TASK REQUIREMENTS:
a) Rewrite the passage of the Jon Burge article between "At the trial" and "Chicago Police Department.", inclusive, replacing "FOP" with "Fraternal Order of Police".
b) According to the article about Jon Burge, how many men was he involved in torturing?
c) Continue the article about Jon Burge from where it stops.

READING TEXT:
Former Chicago police commander Jon Burge was involved with several officers in the torture of more than 110 black men. He was never held fully accountable for the trauma inflicted on black communities and died on September 19.

At the trial for former Officer Jason Van Dyke, who is accused of murdering Laquan McDonald, former Fraternal Order of Police president Dean Angelo spoke about Burge.

“Jon Burge put a lot of bad guys in prison,” Angelo stated. “You know, people picked a career apart that was considered for a long time to be an honorable career and a very effective career.”

Angelo added, “And I don’t know that Jon Burge got a fair shake based on the years and years and years of service that he gave the city. But we’ll have to wait and see how that eventually plays out in history, I guess.”

The FOP argued the “full story” of the Burge cases has never been told. They clearly plan to keep spreading propaganda about Burge’s actions, even after death, because the reality of his conduct left such a stain on the reputation of the Chicago Police Department.

RAW RECORDS:
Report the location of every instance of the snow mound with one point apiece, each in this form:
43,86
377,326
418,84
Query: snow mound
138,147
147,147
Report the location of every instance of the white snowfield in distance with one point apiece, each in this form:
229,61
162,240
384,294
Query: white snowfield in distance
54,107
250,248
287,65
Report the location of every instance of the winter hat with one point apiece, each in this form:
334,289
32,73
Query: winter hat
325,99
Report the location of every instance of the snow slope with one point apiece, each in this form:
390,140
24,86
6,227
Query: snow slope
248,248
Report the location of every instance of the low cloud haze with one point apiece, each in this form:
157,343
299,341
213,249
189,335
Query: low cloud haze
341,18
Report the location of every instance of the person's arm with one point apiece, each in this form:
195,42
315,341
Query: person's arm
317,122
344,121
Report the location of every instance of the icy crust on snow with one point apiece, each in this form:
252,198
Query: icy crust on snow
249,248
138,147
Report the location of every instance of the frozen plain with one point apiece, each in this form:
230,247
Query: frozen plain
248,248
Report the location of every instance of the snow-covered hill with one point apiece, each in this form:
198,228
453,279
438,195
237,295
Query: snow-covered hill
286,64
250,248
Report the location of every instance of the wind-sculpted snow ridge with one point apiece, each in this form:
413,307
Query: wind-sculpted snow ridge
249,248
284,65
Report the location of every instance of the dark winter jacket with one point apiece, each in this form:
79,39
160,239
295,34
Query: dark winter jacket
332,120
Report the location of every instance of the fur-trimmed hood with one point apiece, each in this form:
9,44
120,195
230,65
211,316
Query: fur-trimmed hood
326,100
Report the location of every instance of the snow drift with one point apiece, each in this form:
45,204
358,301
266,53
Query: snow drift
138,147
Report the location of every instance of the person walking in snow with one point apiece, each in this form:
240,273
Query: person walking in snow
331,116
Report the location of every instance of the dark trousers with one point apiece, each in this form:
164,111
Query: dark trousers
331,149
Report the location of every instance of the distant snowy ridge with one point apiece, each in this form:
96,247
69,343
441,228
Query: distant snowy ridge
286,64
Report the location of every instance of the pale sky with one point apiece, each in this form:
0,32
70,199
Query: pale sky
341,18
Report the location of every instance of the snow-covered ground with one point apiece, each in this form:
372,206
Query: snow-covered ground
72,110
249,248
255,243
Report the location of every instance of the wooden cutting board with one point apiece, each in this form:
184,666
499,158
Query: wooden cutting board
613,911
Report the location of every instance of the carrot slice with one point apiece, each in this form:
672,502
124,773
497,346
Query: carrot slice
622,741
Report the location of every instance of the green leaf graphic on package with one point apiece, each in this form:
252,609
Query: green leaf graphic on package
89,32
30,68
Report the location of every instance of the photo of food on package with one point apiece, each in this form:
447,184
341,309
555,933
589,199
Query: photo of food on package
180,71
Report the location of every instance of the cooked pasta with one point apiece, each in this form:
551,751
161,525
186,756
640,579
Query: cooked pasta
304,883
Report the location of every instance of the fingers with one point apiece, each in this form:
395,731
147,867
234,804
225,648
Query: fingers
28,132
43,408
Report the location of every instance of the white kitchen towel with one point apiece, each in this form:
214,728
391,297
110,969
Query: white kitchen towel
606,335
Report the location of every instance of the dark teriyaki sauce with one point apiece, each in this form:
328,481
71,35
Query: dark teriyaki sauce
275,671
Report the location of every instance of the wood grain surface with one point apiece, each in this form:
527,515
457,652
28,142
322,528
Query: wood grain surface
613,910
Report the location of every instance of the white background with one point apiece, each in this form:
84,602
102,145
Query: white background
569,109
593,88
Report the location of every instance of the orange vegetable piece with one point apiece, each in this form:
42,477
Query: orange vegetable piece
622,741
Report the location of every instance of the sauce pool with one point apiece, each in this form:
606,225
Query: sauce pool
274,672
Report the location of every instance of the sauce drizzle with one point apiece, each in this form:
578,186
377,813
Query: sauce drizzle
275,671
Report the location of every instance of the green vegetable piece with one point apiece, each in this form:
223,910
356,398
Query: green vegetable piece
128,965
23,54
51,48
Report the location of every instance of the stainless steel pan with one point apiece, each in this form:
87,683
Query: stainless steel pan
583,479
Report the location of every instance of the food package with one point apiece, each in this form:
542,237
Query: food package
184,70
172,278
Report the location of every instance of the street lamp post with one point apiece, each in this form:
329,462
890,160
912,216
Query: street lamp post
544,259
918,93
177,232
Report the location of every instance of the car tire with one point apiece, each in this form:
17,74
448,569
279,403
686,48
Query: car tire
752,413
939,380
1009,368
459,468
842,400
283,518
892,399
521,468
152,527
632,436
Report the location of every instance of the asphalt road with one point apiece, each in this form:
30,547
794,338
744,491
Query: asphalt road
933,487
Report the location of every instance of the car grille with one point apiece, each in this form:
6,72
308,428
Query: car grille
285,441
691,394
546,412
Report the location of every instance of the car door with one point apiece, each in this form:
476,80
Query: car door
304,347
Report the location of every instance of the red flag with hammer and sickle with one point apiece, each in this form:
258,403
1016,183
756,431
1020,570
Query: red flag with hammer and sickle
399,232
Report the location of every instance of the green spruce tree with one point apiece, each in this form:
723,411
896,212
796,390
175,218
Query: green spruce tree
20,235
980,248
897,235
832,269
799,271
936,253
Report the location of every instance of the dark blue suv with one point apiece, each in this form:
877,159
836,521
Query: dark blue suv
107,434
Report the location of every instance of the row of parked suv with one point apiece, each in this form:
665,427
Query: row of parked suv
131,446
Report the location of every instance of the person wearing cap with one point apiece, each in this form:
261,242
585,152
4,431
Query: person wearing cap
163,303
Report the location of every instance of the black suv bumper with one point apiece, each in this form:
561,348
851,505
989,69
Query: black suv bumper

TASK RESULTS:
a)
At the trial for former Officer Jason Van Dyke, who is accused of murdering Laquan McDonald, former Fraternal Order of Police president Dean Angelo spoke about Burge.

“Jon Burge put a lot of bad guys in prison,” Angelo stated. “You know, people picked a career apart that was considered for a long time to be an honorable career and a very effective career.”

Angelo added, “And I don’t know that Jon Burge got a fair shake based on the years and years and years of service that he gave the city. But we’ll have to wait and see how that eventually plays out in history, I guess.”

The Fraternal Order of Police argued the “full story” of the Burge cases has never been told. They clearly plan to keep spreading propaganda about Burge’s actions, even after death, because the reality of his conduct left such a stain on the reputation of the Chicago Police Department.

b) More than 110 black men.

c)
Burge and his “Midnight Crew” engaged in the torture of dozens of black men from 1972 to 1991. This came directly after the civil rights movement and rise of groups organizing for black power. In fact, Fred Hampton, chairman of the Illinois Black Panther Party, was assassinated by Chicago police in 1969 (along with fellow Black Panther Mark Clark).

The U.S. was also in the final years of a twenty-year war in Vietnam against an insurgency, where military forces committed torture and other acts of barbarism.

It is strongly suspected Burge learned about the tools of torture while deployed in Vietnam. He enlisted in the Army reserve in 1966. After returning home, he became a police officer in 1970.

As John Conroy summarized, it was not long before Burge, who was 25 years-old, was “promoted to detective and assigned to Area Two Robbery.” He was responsible for the “far south side” from Lake Michigan to Cicero Avenue.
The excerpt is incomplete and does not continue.